Nothing may be changed. Give the entries below again exactly.

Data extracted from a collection

....

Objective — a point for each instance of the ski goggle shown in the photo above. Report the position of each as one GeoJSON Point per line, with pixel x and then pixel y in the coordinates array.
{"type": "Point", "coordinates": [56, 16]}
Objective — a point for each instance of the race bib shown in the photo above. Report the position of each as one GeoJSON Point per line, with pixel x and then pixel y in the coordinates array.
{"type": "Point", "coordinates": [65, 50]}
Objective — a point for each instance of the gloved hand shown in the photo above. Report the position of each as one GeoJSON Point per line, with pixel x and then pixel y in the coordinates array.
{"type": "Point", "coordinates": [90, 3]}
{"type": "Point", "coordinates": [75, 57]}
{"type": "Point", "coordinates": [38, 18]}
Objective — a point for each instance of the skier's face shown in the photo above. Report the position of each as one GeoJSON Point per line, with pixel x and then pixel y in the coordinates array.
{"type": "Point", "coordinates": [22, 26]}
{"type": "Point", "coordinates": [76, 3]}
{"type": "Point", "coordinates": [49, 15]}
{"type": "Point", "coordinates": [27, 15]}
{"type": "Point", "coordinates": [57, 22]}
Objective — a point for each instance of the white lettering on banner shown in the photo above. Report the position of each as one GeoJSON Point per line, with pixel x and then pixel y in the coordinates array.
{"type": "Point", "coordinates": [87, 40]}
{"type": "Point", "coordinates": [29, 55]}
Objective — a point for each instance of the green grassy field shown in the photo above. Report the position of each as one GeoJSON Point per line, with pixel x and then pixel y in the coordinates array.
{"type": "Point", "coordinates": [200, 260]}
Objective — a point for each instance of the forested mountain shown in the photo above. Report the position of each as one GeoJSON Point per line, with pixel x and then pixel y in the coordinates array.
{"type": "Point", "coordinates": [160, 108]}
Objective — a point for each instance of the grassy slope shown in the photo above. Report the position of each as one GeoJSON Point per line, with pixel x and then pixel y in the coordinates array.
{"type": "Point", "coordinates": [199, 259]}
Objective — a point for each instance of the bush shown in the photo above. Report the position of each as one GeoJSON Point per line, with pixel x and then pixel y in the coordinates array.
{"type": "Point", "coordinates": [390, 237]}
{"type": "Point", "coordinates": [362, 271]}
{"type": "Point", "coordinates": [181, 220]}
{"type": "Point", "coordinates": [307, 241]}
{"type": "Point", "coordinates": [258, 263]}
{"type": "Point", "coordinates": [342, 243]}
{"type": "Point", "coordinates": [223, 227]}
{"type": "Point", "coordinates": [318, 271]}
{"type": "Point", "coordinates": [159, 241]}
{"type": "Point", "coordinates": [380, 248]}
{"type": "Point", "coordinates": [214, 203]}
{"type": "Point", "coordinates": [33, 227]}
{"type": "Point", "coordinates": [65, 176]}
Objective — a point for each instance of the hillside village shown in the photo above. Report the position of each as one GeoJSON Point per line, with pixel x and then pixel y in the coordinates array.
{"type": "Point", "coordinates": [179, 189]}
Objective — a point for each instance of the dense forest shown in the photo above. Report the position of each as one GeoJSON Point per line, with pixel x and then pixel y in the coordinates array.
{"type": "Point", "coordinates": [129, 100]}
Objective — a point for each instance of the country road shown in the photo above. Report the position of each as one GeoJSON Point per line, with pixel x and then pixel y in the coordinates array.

....

Written answer:
Objective — a point for each instance of the ski goggle shown in the photo above. Report the position of each as one GeoJSON Point per line, with pixel x and then pixel y in the coordinates array.
{"type": "Point", "coordinates": [56, 16]}
Objective — a point for each instance of the race bib shown in the photo above. Report the position of each as one GeoJSON Point per line, with pixel x and then pixel y in the coordinates array.
{"type": "Point", "coordinates": [65, 50]}
Objective — a point for each instance of the gloved hand shown in the photo above. Report the position of each as one GeoJSON Point per line, with pixel x and then pixel y in the coordinates array.
{"type": "Point", "coordinates": [90, 3]}
{"type": "Point", "coordinates": [75, 57]}
{"type": "Point", "coordinates": [38, 18]}
Objective — a point for each instance of the skier's face shown in the photo above. Report the position of each as one GeoJSON Point per line, with pixel x and then pixel y in the coordinates array.
{"type": "Point", "coordinates": [22, 26]}
{"type": "Point", "coordinates": [76, 3]}
{"type": "Point", "coordinates": [49, 15]}
{"type": "Point", "coordinates": [27, 15]}
{"type": "Point", "coordinates": [57, 22]}
Objective — a point for each instance of the white lettering on banner shown in the photo above. Report the position of each as one GeoJSON Point per line, with pixel x and then pixel y in the coordinates array.
{"type": "Point", "coordinates": [87, 40]}
{"type": "Point", "coordinates": [29, 55]}
Objective — a point for each instance of the green grassy field shown in the photo above. Report the position of each as one GeoJSON Point per line, with pixel x and then pixel y in the coordinates array.
{"type": "Point", "coordinates": [200, 260]}
Objective — a point for each instance of the forested mountain shown in the photo above. Report the position of each as one GeoJSON Point per line, with pixel x and then pixel y in the coordinates array.
{"type": "Point", "coordinates": [160, 108]}
Objective — a point for each instance of the grassy slope shown in the photo above. Report the position of each as one GeoJSON Point per line, with pixel x and then pixel y in the coordinates array.
{"type": "Point", "coordinates": [199, 259]}
Objective — a point for each instance of the bush shown in the photo above. Report the position of each as one GeoJSON Point per line, with pixel x and then pixel y in the coordinates array.
{"type": "Point", "coordinates": [390, 237]}
{"type": "Point", "coordinates": [362, 271]}
{"type": "Point", "coordinates": [181, 220]}
{"type": "Point", "coordinates": [307, 241]}
{"type": "Point", "coordinates": [258, 263]}
{"type": "Point", "coordinates": [342, 243]}
{"type": "Point", "coordinates": [223, 227]}
{"type": "Point", "coordinates": [318, 271]}
{"type": "Point", "coordinates": [159, 241]}
{"type": "Point", "coordinates": [380, 248]}
{"type": "Point", "coordinates": [214, 203]}
{"type": "Point", "coordinates": [33, 227]}
{"type": "Point", "coordinates": [65, 176]}
Objective — a point for each instance of the hillside village shown in the photo above. Report the position of each as one GeoJSON Point per line, with pixel x and then pixel y in the coordinates array.
{"type": "Point", "coordinates": [179, 189]}
Objective — a point for each instance of the dense forest shown in the photo above. Report the position of each as one GeoJSON Point per line, with pixel x and then pixel y in the coordinates array.
{"type": "Point", "coordinates": [129, 100]}
Objective — a point for each instance of the country road shown in the photo above. Report the position of each as one GeoJSON Point per line, with pixel x and then pixel y in the coordinates array.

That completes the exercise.